→ Objective
Lay out every line of the material below as a numbered list, skipping any blank lines.

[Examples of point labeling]

============

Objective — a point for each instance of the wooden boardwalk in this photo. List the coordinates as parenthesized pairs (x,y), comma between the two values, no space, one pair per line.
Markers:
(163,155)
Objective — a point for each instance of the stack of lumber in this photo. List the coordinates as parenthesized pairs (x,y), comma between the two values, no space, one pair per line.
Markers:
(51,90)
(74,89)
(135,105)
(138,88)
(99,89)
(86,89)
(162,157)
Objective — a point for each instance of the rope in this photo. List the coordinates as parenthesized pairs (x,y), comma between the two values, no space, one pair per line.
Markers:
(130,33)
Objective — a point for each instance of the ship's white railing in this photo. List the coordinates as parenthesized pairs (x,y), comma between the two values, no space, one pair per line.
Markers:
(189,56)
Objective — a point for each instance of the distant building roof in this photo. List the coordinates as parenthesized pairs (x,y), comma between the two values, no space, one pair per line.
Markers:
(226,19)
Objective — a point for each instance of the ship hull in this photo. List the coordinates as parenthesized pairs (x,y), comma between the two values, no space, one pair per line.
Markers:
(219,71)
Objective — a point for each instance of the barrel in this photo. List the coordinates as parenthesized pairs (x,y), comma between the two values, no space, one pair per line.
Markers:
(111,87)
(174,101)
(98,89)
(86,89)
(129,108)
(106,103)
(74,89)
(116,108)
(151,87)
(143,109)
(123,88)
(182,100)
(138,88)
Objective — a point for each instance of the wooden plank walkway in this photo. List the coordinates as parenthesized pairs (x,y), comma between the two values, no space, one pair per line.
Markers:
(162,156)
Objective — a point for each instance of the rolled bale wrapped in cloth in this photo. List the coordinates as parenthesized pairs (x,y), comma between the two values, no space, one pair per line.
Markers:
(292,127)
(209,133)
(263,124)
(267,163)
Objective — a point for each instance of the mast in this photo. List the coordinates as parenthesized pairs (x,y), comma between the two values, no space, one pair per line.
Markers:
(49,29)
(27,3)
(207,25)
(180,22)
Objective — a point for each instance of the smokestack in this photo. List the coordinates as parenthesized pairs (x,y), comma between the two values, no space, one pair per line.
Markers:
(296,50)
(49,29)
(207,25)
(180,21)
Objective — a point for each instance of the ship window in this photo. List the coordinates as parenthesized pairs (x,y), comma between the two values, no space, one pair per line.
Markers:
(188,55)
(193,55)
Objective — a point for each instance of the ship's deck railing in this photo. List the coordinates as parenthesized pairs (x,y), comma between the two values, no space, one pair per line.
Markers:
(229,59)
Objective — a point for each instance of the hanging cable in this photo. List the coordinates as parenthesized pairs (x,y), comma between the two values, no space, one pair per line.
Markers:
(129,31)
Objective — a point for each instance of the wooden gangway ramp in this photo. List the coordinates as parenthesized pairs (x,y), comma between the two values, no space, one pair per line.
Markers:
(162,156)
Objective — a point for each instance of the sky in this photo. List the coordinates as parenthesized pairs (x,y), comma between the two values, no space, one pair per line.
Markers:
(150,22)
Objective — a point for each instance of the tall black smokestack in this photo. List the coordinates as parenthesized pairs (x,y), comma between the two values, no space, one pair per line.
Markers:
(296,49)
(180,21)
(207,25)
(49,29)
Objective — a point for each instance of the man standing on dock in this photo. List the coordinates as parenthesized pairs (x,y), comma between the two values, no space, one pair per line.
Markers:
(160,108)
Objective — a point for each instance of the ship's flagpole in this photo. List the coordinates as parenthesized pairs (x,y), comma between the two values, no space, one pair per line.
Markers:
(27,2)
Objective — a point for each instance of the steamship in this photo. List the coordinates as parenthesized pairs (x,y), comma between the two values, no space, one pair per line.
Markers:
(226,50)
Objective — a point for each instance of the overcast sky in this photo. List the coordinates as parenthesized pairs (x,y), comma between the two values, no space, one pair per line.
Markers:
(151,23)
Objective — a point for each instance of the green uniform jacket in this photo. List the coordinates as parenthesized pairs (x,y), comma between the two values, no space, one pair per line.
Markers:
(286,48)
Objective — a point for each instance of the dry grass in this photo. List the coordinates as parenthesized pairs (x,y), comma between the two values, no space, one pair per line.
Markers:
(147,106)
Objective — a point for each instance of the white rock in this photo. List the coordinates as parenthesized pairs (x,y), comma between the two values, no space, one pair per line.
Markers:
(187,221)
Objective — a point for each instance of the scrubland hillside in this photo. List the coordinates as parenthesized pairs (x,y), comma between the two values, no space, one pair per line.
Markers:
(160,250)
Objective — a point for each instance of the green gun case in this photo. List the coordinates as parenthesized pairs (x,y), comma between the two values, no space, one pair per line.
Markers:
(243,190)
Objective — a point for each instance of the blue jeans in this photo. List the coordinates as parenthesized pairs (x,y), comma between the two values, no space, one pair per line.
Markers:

============

→ Output below
1. Objective — a point for each instance of the wooden boardwalk in this photo. List the coordinates as parenthesized pairs (x,y), comma between the two values, no space, one pair per line.
2. Markers:
3. (163,155)
4. Objective — a point for each instance of the stack of lumber in this photo. List the coordinates as parenthesized pairs (x,y), comma between the two values, no space, one pair per line.
5. Markers:
6. (51,90)
7. (74,89)
8. (135,105)
9. (138,88)
10. (99,89)
11. (86,89)
12. (162,157)
13. Objective — a point for each instance of the rope in this photo. List the coordinates as parenthesized pairs (x,y), comma between the two values, no space, one pair per line.
14. Markers:
15. (130,33)
16. Objective — a point for each instance of the ship's white railing in this photo. List the coordinates as parenthesized pairs (x,y), comma between the two values, no space, one pair per line.
17. Markers:
18. (189,56)
19. Objective — a point for each instance of the distant building roof in this photo. List the coordinates as parenthesized pairs (x,y), comma between the two values, no space, one pair per line.
20. Markers:
21. (226,19)
22. Objective — a point for each instance of the ship hull in this photo. List the coordinates as parenthesized pairs (x,y), comma between the two values, no space, one pair per line.
23. Markers:
24. (219,71)
25. Objective — a point for each instance of the barrel in this photo. List the coordinates as parenthesized pairs (x,y), comma between the two values, no space, one pair per line.
26. Markers:
27. (111,87)
28. (174,101)
29. (98,89)
30. (86,89)
31. (129,108)
32. (106,103)
33. (74,89)
34. (116,108)
35. (151,87)
36. (143,109)
37. (123,88)
38. (182,100)
39. (138,88)
40. Objective — a point for each instance of the wooden plank walkway in this photo. List the coordinates as parenthesized pairs (x,y), comma between the two values, no space, one pair per line.
41. Markers:
42. (162,156)
43. Objective — a point for each instance of the rolled bale wrapped in cloth in this photo. List the coordinates as parenthesized pairs (x,y), comma between the two values, no space, one pair per line.
44. Markers:
45. (292,127)
46. (209,133)
47. (263,124)
48. (267,163)
49. Objective — a point for each instance of the mast in this photo. List the coordinates as parenthesized pairs (x,y), comma between the two values, no space, one pair per line.
50. Markers:
51. (49,29)
52. (27,3)
53. (207,25)
54. (180,22)
55. Objective — a point for each instance of the smokestack in this photo. List the coordinates as parenthesized pairs (x,y), comma between the two values, no space, one pair per line.
56. Markers:
57. (296,50)
58. (49,29)
59. (207,25)
60. (180,21)
61. Objective — a point for each instance of the ship window in this photo. List the coordinates as parenthesized pairs (x,y), comma between the two values, no space, one pair per line.
62. Markers:
63. (188,55)
64. (193,55)
65. Objective — a point for each instance of the ship's deck railing in this photo. List the coordinates as parenthesized pairs (x,y), comma between the two values, no space, one pair per line.
66. Markers:
67. (229,59)
68. Objective — a point for each instance of the hanging cable in this photo. List the coordinates as parenthesized pairs (x,y), comma between the two values, no space, one pair per line.
69. Markers:
70. (129,31)
71. Objective — a point for each instance of the wooden gangway ramp in this photo. List the coordinates as parenthesized pairs (x,y), comma between the two values, no space, one pair per line.
72. Markers:
73. (162,156)
74. Objective — a point for each instance of the sky in this photo. List the coordinates as parenthesized pairs (x,y), comma between the two values, no space, one pair per line.
75. Markers:
76. (150,22)
77. Objective — a point for each instance of the tall black smokestack in this photo. List the coordinates as parenthesized pairs (x,y), comma between the two values, no space, one pair per line.
78. Markers:
79. (296,49)
80. (180,21)
81. (207,25)
82. (49,29)
83. Objective — a point for each instance of the man standing on dock in this photo. List the coordinates as parenthesized pairs (x,y), comma between the two values, no space, one pair per line.
84. Markers:
85. (160,108)
86. Objective — a point for each instance of the ship's flagpole in this photo. List the coordinates as parenthesized pairs (x,y), comma between the two values, no space, one pair per line.
87. Markers:
88. (27,2)
89. Objective — a point for each instance of the steamship in this photo. List the coordinates as parenthesized pairs (x,y), comma between the two values, no space, one pair per line.
90. Markers:
91. (226,50)
92. Objective — a point for each instance of the overcast sky in this photo. List the coordinates as parenthesized pairs (x,y), comma between the two values, no space, one pair per line.
93. Markers:
94. (151,23)
95. Objective — a point for each instance of the green uniform jacket in this photo. List the coordinates as parenthesized pairs (x,y), comma between the two values, no space, one pair per line.
96. Markers:
97. (286,48)
98. Objective — a point for each instance of the dry grass in this photo. List the coordinates as parenthesized pairs (x,y), comma between the two values, no space, one pair per line.
99. Markers:
100. (147,106)
101. Objective — a point for each instance of the white rock in this photo. List the coordinates as parenthesized pairs (x,y), comma between the two values, no space, one pair per line.
102. Markers:
103. (187,221)
104. Objective — a point for each instance of the scrubland hillside in this photo. List the coordinates as parenthesized pairs (x,y), comma between the two values, no space, one pair per line.
105. Markers:
106. (160,250)
107. Objective — a point for each instance of the green gun case in this photo. List the coordinates as parenthesized pairs (x,y), comma between the two values, no space, one pair per line.
108. Markers:
109. (243,190)
110. Objective — a point for each instance of the blue jeans in this photo. List the coordinates as parenthesized pairs (x,y), comma between the two values, no space, one pair per line.
111. Markers:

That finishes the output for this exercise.